__To do__.
Can you reproduce every line of the data below, requests included, with each x and y coordinate in the answers multiplied by 2.55 and rounded to a whole number, halves up?

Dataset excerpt
____

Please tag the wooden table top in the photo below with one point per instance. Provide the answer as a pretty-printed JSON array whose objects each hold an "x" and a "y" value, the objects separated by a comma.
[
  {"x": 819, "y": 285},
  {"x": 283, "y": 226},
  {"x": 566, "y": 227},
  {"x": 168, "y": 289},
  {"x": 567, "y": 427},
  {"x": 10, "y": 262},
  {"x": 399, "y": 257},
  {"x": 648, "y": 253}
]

____

__Answer to the task__.
Please tag the wooden table top in the photo below with one point per instance. Provide the answer as a pretty-printed JSON array whose objects each hold an "x" and a "y" value, the objects separated by a comma.
[
  {"x": 2088, "y": 727},
  {"x": 722, "y": 576},
  {"x": 1443, "y": 579},
  {"x": 428, "y": 737},
  {"x": 1446, "y": 1089},
  {"x": 26, "y": 668},
  {"x": 1017, "y": 655},
  {"x": 1652, "y": 645}
]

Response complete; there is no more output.